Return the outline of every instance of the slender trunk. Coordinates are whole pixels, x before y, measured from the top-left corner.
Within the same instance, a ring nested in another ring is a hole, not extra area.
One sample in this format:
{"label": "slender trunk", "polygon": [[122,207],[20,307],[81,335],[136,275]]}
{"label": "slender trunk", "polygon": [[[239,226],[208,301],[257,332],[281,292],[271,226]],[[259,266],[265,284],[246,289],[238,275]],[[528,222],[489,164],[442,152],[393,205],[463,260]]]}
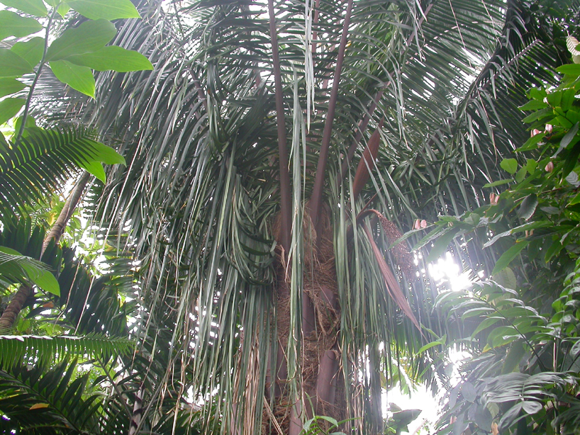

....

Write out the entire listing above line for line, without any change, and leave out the picture.

Return the outline of every instance of the slender trunk. Coordinates are whole pixels, x before y, measured from the top-left corner.
Within the same instance, a ring nested in another ring is a hole, not extra area.
One sample in this format:
{"label": "slender trunk", "polygon": [[122,207],[20,307],[81,335],[136,275]]}
{"label": "slender trunk", "polygon": [[[239,226],[208,301],[257,332],[281,292],[271,226]],[[259,266],[265,284],[246,289],[238,275]],[[528,222],[489,164],[442,152],[393,205],[463,260]]]}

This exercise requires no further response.